---------- DATA LISTING ----------

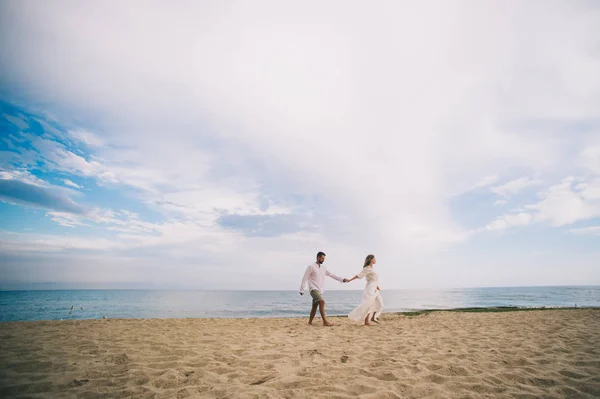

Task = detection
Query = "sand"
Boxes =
[0,309,600,398]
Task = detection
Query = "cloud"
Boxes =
[218,214,316,237]
[486,212,533,230]
[0,179,84,214]
[486,177,600,230]
[569,226,600,235]
[491,176,541,197]
[0,0,600,290]
[63,179,83,188]
[69,130,104,147]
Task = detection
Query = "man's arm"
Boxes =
[300,266,310,295]
[325,270,344,283]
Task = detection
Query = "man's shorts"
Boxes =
[310,290,323,305]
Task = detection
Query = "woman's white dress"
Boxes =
[348,267,383,323]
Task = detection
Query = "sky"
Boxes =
[0,0,600,290]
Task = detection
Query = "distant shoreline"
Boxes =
[0,306,600,325]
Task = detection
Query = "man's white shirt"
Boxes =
[300,262,344,294]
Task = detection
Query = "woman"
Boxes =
[347,255,383,326]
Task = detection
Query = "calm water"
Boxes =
[0,286,600,321]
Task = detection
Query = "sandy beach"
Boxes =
[0,309,600,398]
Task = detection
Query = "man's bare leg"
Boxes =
[319,301,333,327]
[308,303,319,326]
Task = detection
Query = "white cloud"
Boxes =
[486,212,533,230]
[0,1,600,288]
[569,226,600,235]
[69,130,104,147]
[486,177,600,230]
[491,176,541,197]
[63,179,83,188]
[473,176,498,188]
[0,169,47,187]
[2,114,29,129]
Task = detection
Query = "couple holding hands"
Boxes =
[300,252,383,327]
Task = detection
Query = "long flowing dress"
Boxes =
[348,267,383,323]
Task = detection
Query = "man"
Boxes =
[300,252,346,327]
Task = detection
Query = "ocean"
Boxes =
[0,286,600,322]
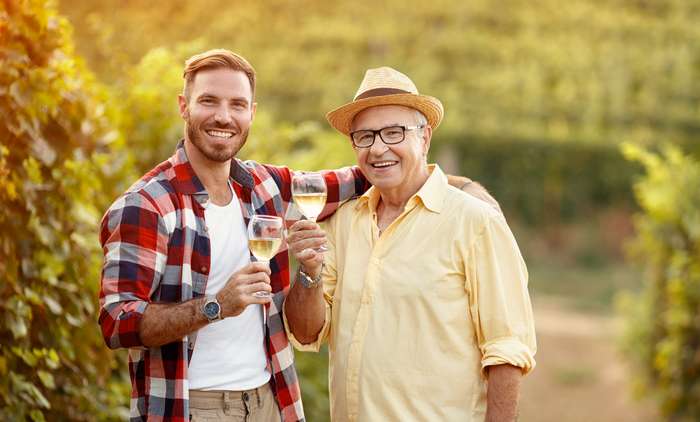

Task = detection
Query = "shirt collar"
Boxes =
[170,139,255,200]
[355,164,448,213]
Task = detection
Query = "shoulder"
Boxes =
[321,198,363,232]
[107,161,175,221]
[444,186,503,228]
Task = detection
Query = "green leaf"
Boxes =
[7,315,27,340]
[37,370,56,390]
[43,295,63,315]
[29,409,46,422]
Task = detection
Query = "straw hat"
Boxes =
[326,67,444,135]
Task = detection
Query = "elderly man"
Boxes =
[285,67,536,421]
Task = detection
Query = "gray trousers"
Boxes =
[190,384,281,422]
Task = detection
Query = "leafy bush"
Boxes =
[0,0,128,421]
[446,135,640,226]
[623,145,700,421]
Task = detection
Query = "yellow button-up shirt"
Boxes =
[285,166,536,422]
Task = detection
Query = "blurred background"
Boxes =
[0,0,700,422]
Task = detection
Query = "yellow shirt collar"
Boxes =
[355,164,448,213]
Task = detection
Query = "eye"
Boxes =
[358,132,374,144]
[382,127,403,138]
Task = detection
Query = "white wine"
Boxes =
[248,237,282,261]
[293,192,327,220]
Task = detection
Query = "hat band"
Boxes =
[353,88,411,101]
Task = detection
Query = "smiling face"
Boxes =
[179,68,255,162]
[351,105,432,199]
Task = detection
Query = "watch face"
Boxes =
[204,302,219,319]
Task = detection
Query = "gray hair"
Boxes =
[416,110,428,126]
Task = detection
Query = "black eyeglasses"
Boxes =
[350,125,425,148]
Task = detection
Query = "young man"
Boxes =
[284,67,536,422]
[99,50,490,422]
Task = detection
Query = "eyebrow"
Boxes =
[197,92,248,105]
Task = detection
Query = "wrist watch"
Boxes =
[202,295,221,322]
[298,264,326,289]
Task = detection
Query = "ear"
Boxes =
[422,125,433,157]
[177,94,187,119]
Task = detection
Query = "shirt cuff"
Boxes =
[282,302,331,352]
[481,337,536,378]
[100,300,148,349]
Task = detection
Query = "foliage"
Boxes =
[448,139,639,226]
[625,145,700,421]
[0,0,128,421]
[61,0,700,144]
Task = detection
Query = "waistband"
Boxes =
[190,383,271,409]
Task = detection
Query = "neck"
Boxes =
[377,166,430,213]
[185,138,231,205]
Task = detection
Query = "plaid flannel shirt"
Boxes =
[99,141,369,422]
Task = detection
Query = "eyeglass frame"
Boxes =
[349,124,425,148]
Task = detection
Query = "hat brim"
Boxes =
[326,94,444,135]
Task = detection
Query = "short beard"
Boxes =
[185,115,249,163]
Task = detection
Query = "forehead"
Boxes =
[351,105,416,130]
[191,68,252,100]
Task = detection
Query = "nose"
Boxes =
[214,107,233,125]
[369,133,389,155]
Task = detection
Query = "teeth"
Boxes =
[207,130,233,138]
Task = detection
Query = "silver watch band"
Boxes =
[297,264,326,289]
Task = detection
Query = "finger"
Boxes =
[287,229,326,243]
[241,262,272,275]
[240,273,270,285]
[289,220,319,232]
[289,238,326,255]
[245,282,272,295]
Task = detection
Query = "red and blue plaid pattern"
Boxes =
[99,142,369,422]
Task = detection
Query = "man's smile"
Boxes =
[206,130,234,139]
[370,160,399,169]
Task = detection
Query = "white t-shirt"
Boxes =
[188,189,270,391]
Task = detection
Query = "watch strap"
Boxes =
[297,264,326,289]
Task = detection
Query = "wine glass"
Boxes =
[292,173,328,222]
[248,215,284,297]
[292,173,328,252]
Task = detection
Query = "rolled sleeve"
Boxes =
[282,303,331,352]
[481,337,535,376]
[467,213,537,374]
[98,192,168,349]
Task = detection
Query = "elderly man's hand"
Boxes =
[287,220,326,275]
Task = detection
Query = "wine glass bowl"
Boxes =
[292,173,328,222]
[248,215,284,297]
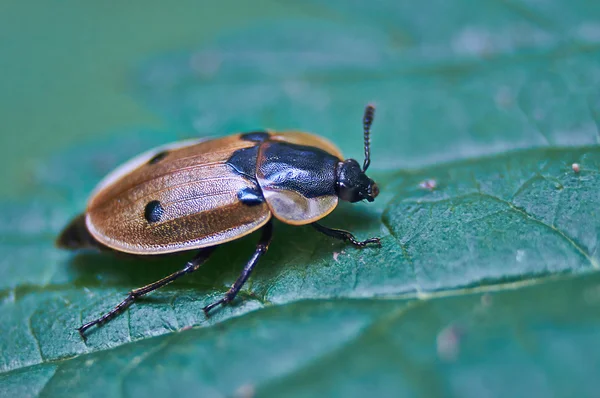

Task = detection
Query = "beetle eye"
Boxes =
[371,183,379,198]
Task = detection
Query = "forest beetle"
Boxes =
[57,105,379,337]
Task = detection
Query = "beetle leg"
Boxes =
[311,222,381,247]
[203,221,273,316]
[77,247,215,340]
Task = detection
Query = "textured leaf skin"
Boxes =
[0,0,600,397]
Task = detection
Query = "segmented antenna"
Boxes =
[363,105,375,172]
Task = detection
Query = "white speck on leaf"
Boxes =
[436,325,464,361]
[419,179,437,191]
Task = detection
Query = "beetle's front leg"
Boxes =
[311,222,381,247]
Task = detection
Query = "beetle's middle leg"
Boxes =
[310,222,381,247]
[77,247,216,339]
[203,220,273,315]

----------

DIRECTION >> How many lines of the records above contain the string "watch"? Case matters. Reply with the number alone.

WRITTEN ANSWER >> 4